--- CHALLENGE ---
Each line that follows should be printed again exactly as it stands.

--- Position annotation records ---

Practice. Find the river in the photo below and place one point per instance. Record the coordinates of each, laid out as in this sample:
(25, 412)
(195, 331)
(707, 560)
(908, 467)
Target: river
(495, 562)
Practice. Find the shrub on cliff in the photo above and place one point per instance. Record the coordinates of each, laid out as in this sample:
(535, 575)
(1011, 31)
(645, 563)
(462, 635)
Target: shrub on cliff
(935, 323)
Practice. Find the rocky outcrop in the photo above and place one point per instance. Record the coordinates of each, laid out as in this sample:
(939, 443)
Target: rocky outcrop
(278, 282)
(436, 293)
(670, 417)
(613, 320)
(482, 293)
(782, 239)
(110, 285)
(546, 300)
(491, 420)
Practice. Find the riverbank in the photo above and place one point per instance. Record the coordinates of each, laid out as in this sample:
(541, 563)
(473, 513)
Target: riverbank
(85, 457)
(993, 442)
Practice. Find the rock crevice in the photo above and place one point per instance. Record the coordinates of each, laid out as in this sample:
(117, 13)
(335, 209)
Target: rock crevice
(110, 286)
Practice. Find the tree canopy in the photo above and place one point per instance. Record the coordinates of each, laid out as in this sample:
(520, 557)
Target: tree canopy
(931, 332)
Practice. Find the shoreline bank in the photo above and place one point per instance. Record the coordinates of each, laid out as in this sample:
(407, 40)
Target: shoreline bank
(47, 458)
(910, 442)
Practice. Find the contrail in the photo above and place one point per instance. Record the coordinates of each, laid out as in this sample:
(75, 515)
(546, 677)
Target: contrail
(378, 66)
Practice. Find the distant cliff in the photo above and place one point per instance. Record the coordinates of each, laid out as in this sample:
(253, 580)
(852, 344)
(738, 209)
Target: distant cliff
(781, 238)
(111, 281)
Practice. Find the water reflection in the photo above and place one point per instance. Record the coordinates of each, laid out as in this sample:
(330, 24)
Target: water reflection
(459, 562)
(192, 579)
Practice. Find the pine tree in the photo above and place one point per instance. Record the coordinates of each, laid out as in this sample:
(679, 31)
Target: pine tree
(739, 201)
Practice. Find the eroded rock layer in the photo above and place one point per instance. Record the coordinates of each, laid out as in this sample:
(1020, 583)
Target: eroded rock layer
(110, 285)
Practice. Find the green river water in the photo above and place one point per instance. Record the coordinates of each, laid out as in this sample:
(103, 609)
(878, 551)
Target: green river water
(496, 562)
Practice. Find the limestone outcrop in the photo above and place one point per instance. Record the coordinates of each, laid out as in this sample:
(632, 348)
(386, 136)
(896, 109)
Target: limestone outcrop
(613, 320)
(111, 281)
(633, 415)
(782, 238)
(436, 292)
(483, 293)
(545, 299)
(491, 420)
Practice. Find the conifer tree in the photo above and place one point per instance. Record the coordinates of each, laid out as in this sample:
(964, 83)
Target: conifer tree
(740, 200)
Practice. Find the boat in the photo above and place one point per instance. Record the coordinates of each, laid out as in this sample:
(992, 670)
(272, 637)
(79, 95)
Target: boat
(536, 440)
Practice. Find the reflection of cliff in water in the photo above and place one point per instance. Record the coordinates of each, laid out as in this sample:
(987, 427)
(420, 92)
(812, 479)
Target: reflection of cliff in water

--- FINISHED ANSWER ---
Practice. Find the river in the photo below and place one point per instance. Record the coordinates of each, laid out as in this sample:
(25, 412)
(195, 331)
(707, 560)
(908, 467)
Target: river
(495, 562)
Practice. Find the shrub on cliff in the photo above and place one point per instance. Record the coordinates of each, laid out as in this sample:
(535, 575)
(1011, 31)
(645, 563)
(462, 635)
Target: shrub on cliff
(935, 323)
Practice. Find the rocky outcrop in the photo above and place one point per instance. Record the coordinates of each, laid out as in this sample:
(939, 443)
Target: rocky outcrop
(278, 282)
(436, 293)
(670, 417)
(613, 320)
(482, 293)
(782, 239)
(110, 285)
(546, 300)
(491, 420)
Practice. Find the riverbank in the photo above and place one point per instance. Record the coordinates of each, laid out as in this sample:
(541, 563)
(473, 513)
Target: riverbank
(85, 457)
(993, 442)
Practice. Find the rock crevice in the photo above and place one point per instance. Record the coordinates of each, laid out as in this sample:
(117, 13)
(335, 209)
Target: rock crevice
(110, 286)
Practice. Find the tree canopy in the photo above and place one point per instance. Record the coordinates of each, laid out as in this sample:
(520, 557)
Target: tree canopy
(931, 332)
Practice. Find the shoreline bank in the photo above and place one point per instance. Record the coordinates of each, laid out as in this sample:
(407, 40)
Target: shoreline bank
(47, 458)
(910, 442)
Practice. Find the contrail in the photo above and place one point per instance. Record the coordinates of each, laid out as in this sample:
(75, 515)
(546, 677)
Target: contrail
(378, 66)
Practice. Find the distant cliff in the photo above and place one point per instance. Record the coordinates of each, laid out as in this sample:
(253, 580)
(852, 344)
(738, 209)
Target: distant cliff
(781, 238)
(111, 281)
Practice. Find the water reflection in the photo above and place one point per instance. Record the coordinates of each, laid out as in this sample:
(330, 24)
Target: water reflection
(459, 562)
(192, 579)
Practice. Find the pine tree in the photo above and place one point per instance. Record the coordinates of each, laid out as in this sample:
(679, 31)
Target: pine tree
(739, 201)
Practice. Find the eroded rock layer in the photo above and place one point per instance. Record the coordinates of each, laid out as in this sample:
(1020, 583)
Target: eroded rock layer
(110, 285)
Practice. Find the green river water in the photo above and place one point per instance. Record the coordinates of each, laid out as in this sample:
(103, 609)
(878, 551)
Target: green river water
(496, 562)
Practice. Find the limestone outcrop in the photo above and place one point per instance. Record the coordinates of each, laid out as in this sample:
(632, 348)
(386, 136)
(896, 109)
Target: limestone outcrop
(613, 320)
(111, 281)
(633, 415)
(782, 238)
(436, 292)
(483, 293)
(545, 299)
(491, 420)
Practice. Find the conifer tree in the photo above and place one point per instance. Record the coordinates of each, laid out as in this sample:
(964, 83)
Target: conifer tree
(740, 200)
Practice. Find the boat in the photo above and place one point per instance. Record the coordinates of each, laid out as in this sample:
(992, 670)
(272, 637)
(79, 95)
Target: boat
(536, 440)
Practice. Find the reflection of cliff in water in the photo above and place one point per instance. Record the coordinates of each, laid out as in this sample:
(987, 427)
(420, 92)
(812, 479)
Target: reflection of cliff in water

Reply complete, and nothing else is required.